• [TEXT PASSAGE]
[Start]

Instructor moved the course to the spring after public attention

University of Chicago will offer a course titled “The Problem of Whiteness” this upcoming spring semester.

The class is offered through the Critical Race and Ethnic Studies Department and has attracted media attention.

“This seminar examines the problem of whiteness through an anthropological lens, drawing from classic and contemporary works of critical race theory,” according to the course description.

The university declined to provide a copy of the syllabus.

Associate Director for Public Affairs Gerald McSwiggan told The College Fix via email that the school was “committed to upholding the values of academic freedom, the free expression of ideas, and the ability of faculty and students to express a wide range of views and to contest the ideas that they oppose.”

“The instructor for the course has chosen to move the offering to Spring Quarter,” McSwiggan told The Fix.

He would not provide any materials related to the course nor respond to arguments from some that the class is discriminatory toward white students.

The course labels ‘‘whiteness” as an “unmarked racial category.”

[End]

• [RECORD SET]
[Start]

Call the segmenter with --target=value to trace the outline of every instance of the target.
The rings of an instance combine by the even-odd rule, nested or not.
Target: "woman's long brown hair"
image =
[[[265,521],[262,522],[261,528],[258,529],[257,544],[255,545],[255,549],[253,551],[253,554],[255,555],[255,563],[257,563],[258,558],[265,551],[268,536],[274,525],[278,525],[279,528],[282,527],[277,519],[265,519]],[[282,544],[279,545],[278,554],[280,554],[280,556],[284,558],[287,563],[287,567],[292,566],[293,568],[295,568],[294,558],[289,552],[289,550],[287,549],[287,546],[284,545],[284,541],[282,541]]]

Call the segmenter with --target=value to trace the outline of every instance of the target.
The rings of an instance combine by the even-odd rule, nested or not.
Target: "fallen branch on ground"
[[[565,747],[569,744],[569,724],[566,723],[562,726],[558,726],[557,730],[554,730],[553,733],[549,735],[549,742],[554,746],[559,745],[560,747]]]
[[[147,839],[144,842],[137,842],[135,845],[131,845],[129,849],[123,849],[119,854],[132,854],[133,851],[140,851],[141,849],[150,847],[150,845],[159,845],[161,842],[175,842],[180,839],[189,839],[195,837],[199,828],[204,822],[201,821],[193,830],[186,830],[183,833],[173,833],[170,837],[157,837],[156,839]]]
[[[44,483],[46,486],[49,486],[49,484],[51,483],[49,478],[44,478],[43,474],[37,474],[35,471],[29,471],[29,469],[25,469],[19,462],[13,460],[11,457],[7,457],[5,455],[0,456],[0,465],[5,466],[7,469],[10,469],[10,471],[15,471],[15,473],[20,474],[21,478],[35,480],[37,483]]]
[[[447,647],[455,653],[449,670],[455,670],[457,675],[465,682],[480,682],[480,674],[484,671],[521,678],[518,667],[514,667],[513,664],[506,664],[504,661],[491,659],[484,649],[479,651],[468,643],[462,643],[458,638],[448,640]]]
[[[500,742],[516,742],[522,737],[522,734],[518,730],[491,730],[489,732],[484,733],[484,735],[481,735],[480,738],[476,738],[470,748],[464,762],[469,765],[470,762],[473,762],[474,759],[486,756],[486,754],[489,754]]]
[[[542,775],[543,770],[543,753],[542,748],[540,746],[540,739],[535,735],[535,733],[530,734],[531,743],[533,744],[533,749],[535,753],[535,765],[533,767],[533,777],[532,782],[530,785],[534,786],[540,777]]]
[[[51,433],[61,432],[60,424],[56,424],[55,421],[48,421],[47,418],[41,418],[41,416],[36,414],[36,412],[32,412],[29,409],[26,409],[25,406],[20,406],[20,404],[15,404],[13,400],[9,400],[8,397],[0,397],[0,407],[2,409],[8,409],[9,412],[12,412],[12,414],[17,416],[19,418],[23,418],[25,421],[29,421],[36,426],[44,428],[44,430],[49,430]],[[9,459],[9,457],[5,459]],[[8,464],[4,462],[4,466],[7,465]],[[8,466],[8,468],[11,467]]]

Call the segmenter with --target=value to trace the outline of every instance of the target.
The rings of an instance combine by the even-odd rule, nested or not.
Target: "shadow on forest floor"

[End]

• [WHAT YOU HAVE TO DO] Copy out the stretch of the University of Chicago course report from "Instructor moved the" through "upcoming spring semester.", swapping "course" for "class".

• [COMPLETE ANSWER]
Instructor moved the class to the spring after public attention

University of Chicago will offer a class titled “The Problem of Whiteness” this upcoming spring semester.